# [Goal of the exercise]
Swap "photograph" for "image" in the lines of the listing below from the one containing "the red truck" through the end, both included, and reproduce only those lines with everything else unchanged.

========================================================================

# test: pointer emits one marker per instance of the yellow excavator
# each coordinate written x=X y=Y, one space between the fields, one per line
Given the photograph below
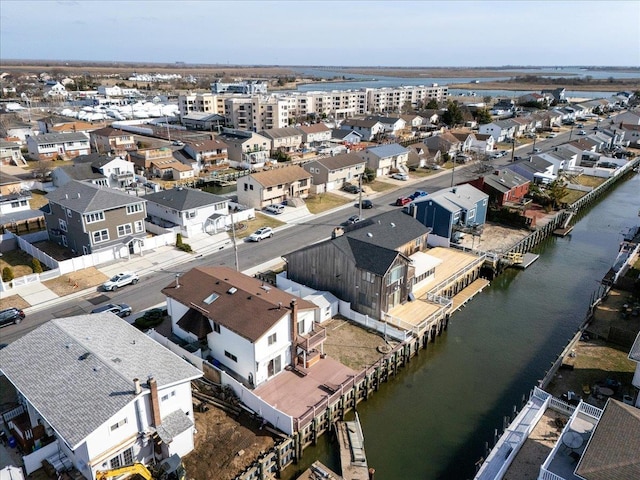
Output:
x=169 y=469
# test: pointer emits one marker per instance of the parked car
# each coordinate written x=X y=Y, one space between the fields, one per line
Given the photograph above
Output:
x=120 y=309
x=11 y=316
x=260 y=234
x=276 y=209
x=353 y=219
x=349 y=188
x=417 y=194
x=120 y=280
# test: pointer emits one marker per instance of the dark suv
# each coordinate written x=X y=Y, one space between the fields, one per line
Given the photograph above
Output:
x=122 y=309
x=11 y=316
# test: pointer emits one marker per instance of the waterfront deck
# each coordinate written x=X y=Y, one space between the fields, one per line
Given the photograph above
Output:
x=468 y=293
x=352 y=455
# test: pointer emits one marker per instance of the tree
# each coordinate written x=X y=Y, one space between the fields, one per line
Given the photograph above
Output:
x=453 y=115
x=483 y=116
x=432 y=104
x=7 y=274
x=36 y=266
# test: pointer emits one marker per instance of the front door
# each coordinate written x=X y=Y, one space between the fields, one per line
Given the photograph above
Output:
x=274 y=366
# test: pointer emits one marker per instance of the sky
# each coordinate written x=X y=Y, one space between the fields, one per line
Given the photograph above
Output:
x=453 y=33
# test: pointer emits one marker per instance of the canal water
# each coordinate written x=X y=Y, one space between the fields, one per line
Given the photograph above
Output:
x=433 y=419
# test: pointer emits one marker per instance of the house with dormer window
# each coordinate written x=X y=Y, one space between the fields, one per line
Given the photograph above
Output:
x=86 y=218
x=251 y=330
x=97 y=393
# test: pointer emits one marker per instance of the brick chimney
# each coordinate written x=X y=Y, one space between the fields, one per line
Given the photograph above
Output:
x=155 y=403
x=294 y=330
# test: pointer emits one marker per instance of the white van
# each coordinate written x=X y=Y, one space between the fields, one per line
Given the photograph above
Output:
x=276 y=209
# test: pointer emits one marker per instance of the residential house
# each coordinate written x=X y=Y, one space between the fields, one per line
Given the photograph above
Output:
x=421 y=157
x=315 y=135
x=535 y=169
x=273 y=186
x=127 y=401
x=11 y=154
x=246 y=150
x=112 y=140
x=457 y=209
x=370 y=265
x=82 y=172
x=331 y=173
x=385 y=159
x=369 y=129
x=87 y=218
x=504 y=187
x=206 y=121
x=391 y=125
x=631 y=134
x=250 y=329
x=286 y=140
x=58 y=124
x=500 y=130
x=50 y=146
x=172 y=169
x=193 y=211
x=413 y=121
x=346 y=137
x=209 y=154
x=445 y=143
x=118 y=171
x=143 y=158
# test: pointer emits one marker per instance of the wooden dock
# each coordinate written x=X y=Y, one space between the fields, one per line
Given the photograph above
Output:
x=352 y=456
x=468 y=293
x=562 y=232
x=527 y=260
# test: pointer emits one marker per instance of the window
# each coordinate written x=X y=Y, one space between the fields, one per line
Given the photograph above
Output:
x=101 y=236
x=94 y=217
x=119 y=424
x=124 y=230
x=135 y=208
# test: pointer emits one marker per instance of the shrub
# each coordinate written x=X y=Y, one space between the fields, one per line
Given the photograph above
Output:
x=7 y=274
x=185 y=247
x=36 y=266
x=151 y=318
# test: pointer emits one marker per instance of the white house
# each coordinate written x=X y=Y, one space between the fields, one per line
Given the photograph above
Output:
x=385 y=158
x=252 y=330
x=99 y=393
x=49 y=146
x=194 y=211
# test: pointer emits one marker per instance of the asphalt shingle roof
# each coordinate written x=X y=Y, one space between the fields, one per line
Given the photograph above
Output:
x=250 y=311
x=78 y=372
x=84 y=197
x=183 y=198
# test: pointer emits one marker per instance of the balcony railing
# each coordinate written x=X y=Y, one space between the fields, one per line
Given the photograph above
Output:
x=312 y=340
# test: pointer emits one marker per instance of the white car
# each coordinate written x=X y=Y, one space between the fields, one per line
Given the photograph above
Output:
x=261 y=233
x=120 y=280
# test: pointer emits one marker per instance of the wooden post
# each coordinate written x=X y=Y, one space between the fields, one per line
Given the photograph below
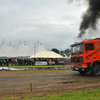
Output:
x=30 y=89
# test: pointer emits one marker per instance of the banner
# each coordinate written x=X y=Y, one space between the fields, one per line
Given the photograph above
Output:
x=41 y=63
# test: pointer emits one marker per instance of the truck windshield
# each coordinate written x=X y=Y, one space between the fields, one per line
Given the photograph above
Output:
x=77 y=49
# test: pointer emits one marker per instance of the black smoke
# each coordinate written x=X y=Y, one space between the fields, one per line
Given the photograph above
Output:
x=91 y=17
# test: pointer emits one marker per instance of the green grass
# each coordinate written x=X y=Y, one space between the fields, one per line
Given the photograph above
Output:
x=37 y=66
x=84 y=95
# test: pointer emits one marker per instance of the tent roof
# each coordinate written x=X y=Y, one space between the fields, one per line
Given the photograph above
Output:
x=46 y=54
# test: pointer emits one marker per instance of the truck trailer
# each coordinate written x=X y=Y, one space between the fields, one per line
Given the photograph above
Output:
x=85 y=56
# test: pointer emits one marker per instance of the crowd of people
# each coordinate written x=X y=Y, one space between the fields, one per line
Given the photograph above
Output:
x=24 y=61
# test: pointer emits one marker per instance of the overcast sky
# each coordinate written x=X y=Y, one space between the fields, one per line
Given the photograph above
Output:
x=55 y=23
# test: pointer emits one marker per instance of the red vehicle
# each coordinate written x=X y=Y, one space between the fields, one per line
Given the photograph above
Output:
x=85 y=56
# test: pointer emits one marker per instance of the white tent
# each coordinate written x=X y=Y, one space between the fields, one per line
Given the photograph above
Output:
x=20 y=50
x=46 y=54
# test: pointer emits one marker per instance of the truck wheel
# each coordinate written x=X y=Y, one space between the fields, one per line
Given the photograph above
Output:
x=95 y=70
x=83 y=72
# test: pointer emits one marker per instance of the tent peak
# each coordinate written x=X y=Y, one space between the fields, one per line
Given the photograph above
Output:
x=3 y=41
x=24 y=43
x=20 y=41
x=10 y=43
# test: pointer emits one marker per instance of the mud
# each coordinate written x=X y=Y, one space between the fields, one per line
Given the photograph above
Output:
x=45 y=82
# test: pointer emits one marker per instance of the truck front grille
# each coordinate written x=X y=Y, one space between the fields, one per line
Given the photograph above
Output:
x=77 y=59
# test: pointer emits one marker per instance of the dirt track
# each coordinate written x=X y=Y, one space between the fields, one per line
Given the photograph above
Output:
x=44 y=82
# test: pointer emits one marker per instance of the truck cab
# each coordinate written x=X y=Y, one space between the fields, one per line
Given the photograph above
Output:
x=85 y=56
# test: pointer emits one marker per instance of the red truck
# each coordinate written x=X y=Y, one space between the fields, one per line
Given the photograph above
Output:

========================================================================

# [Answer for the task]
# test: pointer emits one marker per instance of the red truck
# each coordinate written x=X y=Y, one space between the fields, one per line
Given the image above
Output:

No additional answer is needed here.